Source extract
--- START ---
The management team of a SPAC is entrusted with millions of dollars from investors. Unlike many other investments, there is no open-ended freedom to use the funds as they deem fit. Management must find a suitable acquisition target within a predefined period of time – often two years or less. If they cannot find an agreeable deal, funds are returned to investors.

 

Furthermore, once a deal has been identified, SPAC holders retain a choice to participate. In practice, this means that while investors do not choose the acquisition deal, they are able to ‘opt-out’ if they no longer wish to participate – receiving reimbursement of their funds. They’re also able to vote on whether they approve of the investment opportunity presented. SPAC investors get a say, while contributors to traditional venture capital funds do not.

 

They’re easier than ever to access

Thanks to the booming popularity, both retail investors and their private counterparts have increased access to SPACs, from the opposite angle. Retail investors can participate in SPAC IPOs or purchase and trade shares in an already floated vehicle.

 

Previously, it was far more onerous and prohibitive for public investors to play in the sandpit of private, sophisticated investors. SPACs make the link both feasible and potentially more lucrative than ever before.
--- END ---
What you have to do
According to the SPAC text, what happens to investors' funds if the management team cannot find an agreeable deal?

Record extracts
--- START ---
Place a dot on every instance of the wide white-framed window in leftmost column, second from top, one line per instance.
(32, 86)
--- END ---
--- START ---
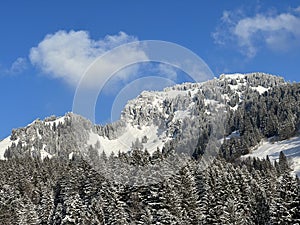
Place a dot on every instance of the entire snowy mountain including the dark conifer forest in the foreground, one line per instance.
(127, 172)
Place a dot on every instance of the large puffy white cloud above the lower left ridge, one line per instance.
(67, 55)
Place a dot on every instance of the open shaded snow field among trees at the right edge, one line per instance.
--- END ---
The answer
The funds are returned to investors.